- **Given text**
While you’re more restricted to what products and beauty treatments are safe to use when you’re pregnant, this doesn’t mean you have to completely cull your pampering and skincare routine, you just need to know what you can and can’t do.
Feeling and looking good is important during pregnancy, but even the most serene mother-to-be can get stressed trying to evaluate the risk factor of every peel, product and treatment on the market.
We’ve put together a beginner’s guide to beauty treatments for expectant mothers that takes the guesswork out of grooming (you’re welcome)!
Things pregnant women never say. Post continues below.
Sharing her struggles on the You Beauty podcast, Mamamia’s executive editor, Leigh Campbell shared the rules she followed during her pregnancy.
“I’m discovering the opinions around pregnancy are wild… but the short answer is, there’s no certification for what’s pregnancy-safe and there aren’t any clear guidelines so it’s tricky. At the end of the day, it comes down to personal choice, and you should always check with your obstetrician,” she said.
“The hardest part about pregnancy is, no one is going to put 200 pregnant women in a study and try stuff on them, so many things might be safe but we need to err on the side of caution because it hasn’t been tested.”
However, there are some ingredients you should be aware of.
Vitamin A, retinol and retinoids
You’re going to want to avoid all of the above.
The more powerful and targeted a products is, the higher the chances it contains an ingredient considered potentially harmful to a growing baby. The main one to look out for is retinoid – a type of vitamin A that speeds up cell division and prevents skin collagen from breaking down. Studies have shown that high doses of vitamin A during pregnancy can be harmful to an unborn child and oral retinoids (such as Accutane, an acne medication) are a known cause of birth defects.

- **Goal of the exercise**
Answer these questions from the text on pregnancy-safe beauty treatments.
1. Who shared the rules she followed during her pregnancy, and on which podcast?
2. Which acne medication is named as an example of an oral retinoid?
3. What two things does retinoid do, according to the text?

- **Extracted data**
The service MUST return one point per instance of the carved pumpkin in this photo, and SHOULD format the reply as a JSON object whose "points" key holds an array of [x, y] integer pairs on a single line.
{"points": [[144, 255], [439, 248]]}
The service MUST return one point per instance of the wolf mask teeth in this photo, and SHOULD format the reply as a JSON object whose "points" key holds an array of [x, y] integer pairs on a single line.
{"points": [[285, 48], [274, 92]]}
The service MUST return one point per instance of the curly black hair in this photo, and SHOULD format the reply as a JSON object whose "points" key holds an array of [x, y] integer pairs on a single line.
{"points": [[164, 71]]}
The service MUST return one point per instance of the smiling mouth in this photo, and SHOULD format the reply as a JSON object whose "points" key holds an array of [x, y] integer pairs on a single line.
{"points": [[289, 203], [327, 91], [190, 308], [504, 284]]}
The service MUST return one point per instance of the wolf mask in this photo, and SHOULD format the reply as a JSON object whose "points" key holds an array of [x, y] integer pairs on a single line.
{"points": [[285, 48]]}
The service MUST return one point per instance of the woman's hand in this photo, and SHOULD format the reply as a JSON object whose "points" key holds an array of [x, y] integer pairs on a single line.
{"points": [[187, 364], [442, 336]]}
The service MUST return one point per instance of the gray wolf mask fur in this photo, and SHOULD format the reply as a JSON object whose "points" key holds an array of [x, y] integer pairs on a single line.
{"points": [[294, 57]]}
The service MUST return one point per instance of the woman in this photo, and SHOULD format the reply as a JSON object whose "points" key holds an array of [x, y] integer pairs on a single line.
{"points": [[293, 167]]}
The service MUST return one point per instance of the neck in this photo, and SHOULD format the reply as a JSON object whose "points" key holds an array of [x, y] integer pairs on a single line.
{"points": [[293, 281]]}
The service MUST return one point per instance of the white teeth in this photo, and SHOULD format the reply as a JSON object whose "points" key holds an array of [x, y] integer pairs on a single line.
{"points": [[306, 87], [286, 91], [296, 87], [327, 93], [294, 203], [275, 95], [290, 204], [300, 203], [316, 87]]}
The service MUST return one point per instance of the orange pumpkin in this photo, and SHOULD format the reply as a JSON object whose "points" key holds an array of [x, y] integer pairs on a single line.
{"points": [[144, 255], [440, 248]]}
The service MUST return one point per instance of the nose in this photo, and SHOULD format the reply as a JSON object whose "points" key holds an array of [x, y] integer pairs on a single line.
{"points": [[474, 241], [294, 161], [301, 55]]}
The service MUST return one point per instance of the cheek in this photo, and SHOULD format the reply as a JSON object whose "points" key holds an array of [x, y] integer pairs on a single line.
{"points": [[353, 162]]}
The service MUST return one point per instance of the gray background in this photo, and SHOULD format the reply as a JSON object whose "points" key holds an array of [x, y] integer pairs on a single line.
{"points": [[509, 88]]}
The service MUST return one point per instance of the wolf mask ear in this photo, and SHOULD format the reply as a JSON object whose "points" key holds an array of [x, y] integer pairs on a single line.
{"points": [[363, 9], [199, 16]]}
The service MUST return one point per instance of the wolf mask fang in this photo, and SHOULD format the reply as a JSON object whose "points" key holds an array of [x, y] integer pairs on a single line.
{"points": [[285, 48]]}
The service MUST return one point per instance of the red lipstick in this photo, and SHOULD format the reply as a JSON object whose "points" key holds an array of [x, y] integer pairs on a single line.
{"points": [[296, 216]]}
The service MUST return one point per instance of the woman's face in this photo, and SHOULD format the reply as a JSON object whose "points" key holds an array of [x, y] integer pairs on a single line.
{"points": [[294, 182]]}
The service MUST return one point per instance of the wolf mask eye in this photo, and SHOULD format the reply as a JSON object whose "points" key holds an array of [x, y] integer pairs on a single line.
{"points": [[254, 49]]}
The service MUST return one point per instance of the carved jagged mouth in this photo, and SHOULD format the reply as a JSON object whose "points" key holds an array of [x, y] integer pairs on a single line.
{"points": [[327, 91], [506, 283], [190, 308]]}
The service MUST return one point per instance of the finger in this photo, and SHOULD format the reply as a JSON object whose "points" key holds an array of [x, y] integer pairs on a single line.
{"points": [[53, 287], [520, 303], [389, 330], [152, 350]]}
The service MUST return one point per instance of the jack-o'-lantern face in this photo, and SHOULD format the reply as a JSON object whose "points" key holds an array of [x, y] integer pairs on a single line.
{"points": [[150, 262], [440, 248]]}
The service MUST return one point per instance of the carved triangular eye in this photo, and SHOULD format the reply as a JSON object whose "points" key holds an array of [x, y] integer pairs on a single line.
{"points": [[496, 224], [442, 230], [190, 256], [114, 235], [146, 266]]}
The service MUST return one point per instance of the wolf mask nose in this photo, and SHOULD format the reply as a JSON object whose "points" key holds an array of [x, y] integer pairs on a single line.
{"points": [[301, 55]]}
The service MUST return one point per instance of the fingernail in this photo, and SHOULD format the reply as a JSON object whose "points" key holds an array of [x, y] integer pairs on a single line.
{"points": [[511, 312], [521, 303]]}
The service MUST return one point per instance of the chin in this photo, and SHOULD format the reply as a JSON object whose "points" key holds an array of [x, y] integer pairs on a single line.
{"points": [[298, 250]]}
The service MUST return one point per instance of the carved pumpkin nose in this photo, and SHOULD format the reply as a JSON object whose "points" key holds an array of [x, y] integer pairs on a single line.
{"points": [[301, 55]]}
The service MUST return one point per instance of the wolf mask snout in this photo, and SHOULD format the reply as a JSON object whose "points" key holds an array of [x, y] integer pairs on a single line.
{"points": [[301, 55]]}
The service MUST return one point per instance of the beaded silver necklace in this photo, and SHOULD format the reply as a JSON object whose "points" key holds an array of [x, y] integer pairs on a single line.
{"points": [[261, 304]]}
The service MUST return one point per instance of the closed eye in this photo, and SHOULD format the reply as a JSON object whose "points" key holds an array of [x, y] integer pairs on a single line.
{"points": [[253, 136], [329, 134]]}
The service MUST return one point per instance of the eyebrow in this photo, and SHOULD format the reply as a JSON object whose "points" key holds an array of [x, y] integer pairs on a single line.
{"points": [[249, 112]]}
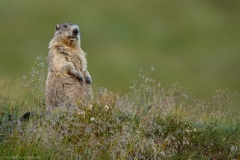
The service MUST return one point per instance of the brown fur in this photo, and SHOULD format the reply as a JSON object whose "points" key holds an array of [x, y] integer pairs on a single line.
{"points": [[68, 81]]}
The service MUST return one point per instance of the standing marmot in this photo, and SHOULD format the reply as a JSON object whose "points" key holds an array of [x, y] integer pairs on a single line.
{"points": [[68, 81]]}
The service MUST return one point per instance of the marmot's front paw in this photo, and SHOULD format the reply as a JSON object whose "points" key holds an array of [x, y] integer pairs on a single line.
{"points": [[88, 80], [79, 77]]}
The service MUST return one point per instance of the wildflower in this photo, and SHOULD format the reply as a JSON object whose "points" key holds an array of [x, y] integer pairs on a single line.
{"points": [[106, 108], [80, 112], [89, 107]]}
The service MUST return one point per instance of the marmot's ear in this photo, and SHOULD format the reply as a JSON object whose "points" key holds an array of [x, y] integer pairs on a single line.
{"points": [[57, 27]]}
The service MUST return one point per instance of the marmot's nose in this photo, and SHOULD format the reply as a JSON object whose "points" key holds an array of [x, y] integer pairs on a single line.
{"points": [[75, 31]]}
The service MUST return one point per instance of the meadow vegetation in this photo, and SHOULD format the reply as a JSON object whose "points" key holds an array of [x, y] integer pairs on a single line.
{"points": [[151, 121]]}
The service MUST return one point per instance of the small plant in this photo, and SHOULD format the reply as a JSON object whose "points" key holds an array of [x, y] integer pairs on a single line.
{"points": [[149, 122]]}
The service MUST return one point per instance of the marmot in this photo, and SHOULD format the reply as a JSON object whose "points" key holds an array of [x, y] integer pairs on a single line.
{"points": [[68, 81]]}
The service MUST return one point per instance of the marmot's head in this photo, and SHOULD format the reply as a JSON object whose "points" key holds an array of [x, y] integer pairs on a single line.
{"points": [[66, 34]]}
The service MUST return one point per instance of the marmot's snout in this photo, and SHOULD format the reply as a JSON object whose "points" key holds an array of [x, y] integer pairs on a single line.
{"points": [[75, 32]]}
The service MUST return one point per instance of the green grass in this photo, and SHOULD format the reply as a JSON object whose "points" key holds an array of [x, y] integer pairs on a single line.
{"points": [[149, 122]]}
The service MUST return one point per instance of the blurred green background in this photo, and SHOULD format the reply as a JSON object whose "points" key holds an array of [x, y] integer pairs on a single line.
{"points": [[196, 43]]}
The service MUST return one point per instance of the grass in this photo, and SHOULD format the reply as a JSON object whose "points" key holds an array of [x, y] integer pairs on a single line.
{"points": [[149, 122]]}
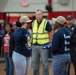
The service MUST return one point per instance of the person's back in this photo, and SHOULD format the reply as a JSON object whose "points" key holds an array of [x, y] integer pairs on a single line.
{"points": [[60, 48], [41, 35]]}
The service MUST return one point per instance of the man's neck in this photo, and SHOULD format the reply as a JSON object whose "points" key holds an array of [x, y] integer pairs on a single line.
{"points": [[69, 26]]}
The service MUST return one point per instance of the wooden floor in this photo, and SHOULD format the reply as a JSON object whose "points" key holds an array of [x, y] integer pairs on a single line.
{"points": [[2, 67]]}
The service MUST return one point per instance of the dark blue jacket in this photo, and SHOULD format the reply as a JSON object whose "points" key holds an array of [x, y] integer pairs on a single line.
{"points": [[61, 42], [23, 42]]}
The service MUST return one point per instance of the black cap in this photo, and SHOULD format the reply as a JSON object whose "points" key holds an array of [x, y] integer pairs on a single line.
{"points": [[18, 24], [69, 17]]}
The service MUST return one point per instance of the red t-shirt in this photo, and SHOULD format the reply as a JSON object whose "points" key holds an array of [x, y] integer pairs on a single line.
{"points": [[6, 41]]}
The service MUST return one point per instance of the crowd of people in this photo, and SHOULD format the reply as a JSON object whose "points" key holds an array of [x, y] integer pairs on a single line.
{"points": [[22, 43]]}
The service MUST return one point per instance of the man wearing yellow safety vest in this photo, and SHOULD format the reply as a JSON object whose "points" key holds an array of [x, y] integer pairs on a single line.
{"points": [[42, 35]]}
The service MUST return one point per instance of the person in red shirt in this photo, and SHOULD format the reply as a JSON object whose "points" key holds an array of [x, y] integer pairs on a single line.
{"points": [[8, 47]]}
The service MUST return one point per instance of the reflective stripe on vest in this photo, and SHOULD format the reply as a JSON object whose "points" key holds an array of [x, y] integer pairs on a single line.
{"points": [[40, 35]]}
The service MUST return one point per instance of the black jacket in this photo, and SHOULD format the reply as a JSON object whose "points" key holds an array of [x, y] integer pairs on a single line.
{"points": [[11, 45]]}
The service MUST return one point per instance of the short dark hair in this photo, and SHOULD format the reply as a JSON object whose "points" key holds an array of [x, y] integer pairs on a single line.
{"points": [[18, 24]]}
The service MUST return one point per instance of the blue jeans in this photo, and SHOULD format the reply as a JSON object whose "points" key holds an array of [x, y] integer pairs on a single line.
{"points": [[9, 64], [38, 52], [60, 64]]}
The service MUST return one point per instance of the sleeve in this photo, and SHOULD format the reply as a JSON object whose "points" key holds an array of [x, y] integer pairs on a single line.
{"points": [[55, 43], [18, 34], [48, 27]]}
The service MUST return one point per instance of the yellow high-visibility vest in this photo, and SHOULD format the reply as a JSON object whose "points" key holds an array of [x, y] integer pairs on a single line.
{"points": [[40, 35]]}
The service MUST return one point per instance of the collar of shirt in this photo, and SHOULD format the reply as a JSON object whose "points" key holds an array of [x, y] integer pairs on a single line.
{"points": [[39, 22]]}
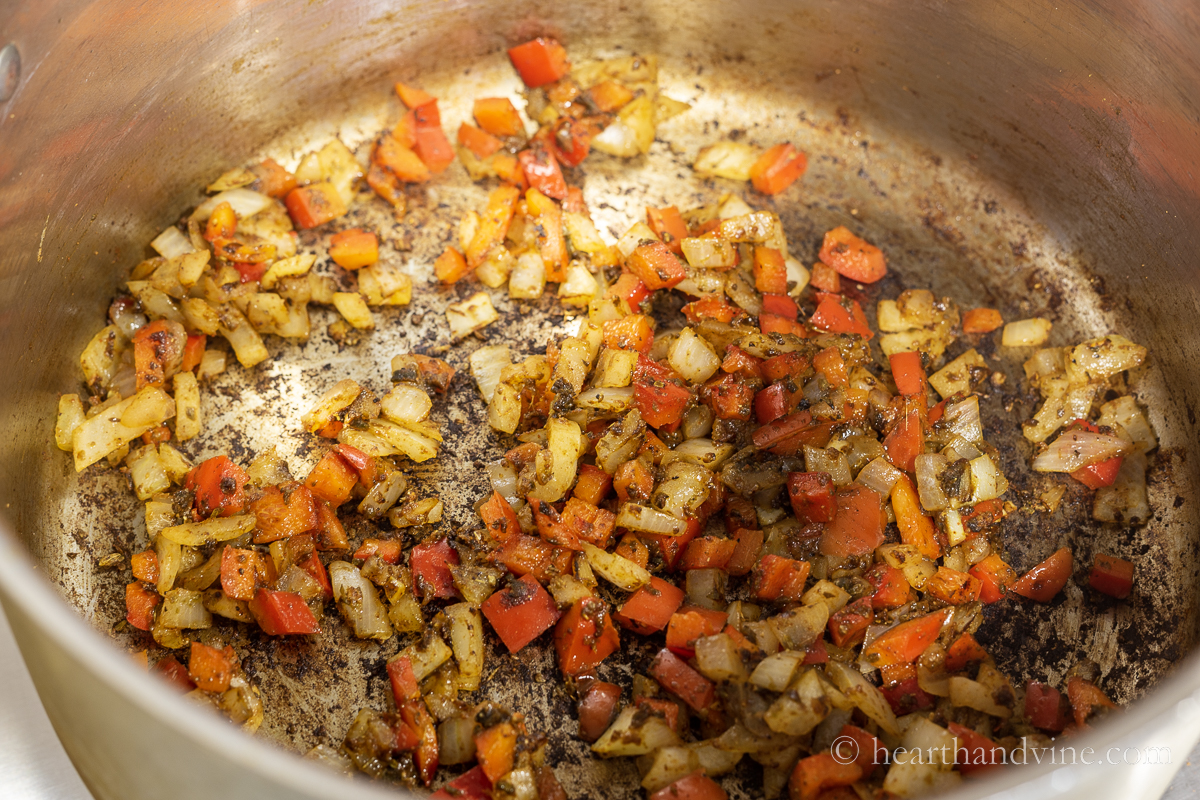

- **Reply to the task**
1. Leigh Campbell, Mamamia's executive editor, on the You Beauty podcast.
2. Accutane.
3. It speeds up cell division and prevents skin collagen from breaking down.